---------- GIVEN INFORMATION

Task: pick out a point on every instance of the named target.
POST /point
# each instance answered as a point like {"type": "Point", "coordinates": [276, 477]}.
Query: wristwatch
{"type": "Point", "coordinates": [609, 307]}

--------------------

EXERCISE. Once you have read the records above, write them out again exactly.

RESPONSE TO THE EXERCISE.
Task: pick out a point on every instance of the named target.
POST /point
# each instance answered as a point like {"type": "Point", "coordinates": [276, 477]}.
Query: wristwatch
{"type": "Point", "coordinates": [609, 307]}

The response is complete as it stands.